Source extract
-*-

1940s/1950s: the beats
1960s: west village folk
1970s: east village punk
1980s: the new wave nightclub scene
1990s: … maybe downtown avant jazz

And after that? It seems that an engine of culture is broken now.

Does a booming economy open up opportunities, or does it narrow them down, restricting the range of viable choices?

Are people willing to pay for the things they value? they may buy Patti Smith records after she’s established– would they fund a CBGBs on the off chance it might produce a Patti Smith?

(Well maybe: the ABC No Rio space existed for many years using a building essentially donated by the city– but then, that donation was itself arguably a phenomena of economic malaise– these days, I don’t think there’s any way the city of new york would give away something as valuable as real estate to some odd artists collective.)

And if you want to tie this up to academic arts study, you can: for example, “Talking Heads” was a project of some art school kids, and arguably they were instrumental in putting over CBGBs (though there’s a revisionist history that downplays their role). Most of the original beat writers were students at Columbia when they met. I would expect that NYU students were a big part of the original base of the West Village folk scene.

This subject is on my mind of late because of occasional on-line conversations I have about real estate in the SF Bay Area. The way these things go is someone complains about the impact high real estate prices are having on the local arts scene, and one our free-market libertarian friends will chime in with the usual “if people wanted those places to exist they would pay for them” (all that happens happens for the best, in this, the freest of all free markets). They object to any suggestion that there might be a role for government support for nascent art scenes.

-*-

Material shown
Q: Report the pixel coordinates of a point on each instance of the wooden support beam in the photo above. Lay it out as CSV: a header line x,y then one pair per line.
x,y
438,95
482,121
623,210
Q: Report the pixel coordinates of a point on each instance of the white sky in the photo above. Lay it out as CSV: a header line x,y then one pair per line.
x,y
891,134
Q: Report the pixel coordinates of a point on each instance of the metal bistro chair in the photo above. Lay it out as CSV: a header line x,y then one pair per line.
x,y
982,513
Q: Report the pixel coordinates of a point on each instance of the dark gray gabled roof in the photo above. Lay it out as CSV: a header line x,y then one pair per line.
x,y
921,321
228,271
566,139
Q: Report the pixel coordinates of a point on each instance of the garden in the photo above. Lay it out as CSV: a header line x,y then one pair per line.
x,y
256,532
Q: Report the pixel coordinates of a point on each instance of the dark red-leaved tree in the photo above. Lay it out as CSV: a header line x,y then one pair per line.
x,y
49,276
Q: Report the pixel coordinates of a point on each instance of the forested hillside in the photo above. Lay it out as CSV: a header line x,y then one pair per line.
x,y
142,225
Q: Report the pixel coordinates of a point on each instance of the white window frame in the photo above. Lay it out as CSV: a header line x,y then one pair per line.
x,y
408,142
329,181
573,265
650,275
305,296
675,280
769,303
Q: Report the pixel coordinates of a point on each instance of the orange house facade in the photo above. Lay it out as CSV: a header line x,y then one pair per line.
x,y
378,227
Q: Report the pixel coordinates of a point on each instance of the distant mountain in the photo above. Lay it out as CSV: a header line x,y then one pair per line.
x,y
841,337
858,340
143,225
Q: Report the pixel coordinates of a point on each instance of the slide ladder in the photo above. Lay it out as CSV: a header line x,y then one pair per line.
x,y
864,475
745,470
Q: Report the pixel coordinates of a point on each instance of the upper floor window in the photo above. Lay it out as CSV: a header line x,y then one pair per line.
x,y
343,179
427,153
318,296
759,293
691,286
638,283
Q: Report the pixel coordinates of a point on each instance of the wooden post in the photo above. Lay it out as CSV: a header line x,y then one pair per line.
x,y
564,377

-*-

Task brief
Render this sentence from the text on New York art scenes in Spanish: "Most of the original beat writers were students at Columbia when they met."

Solution to this exercise
La mayoría de los escritores beat originales eran estudiantes de Columbia cuando se conocieron.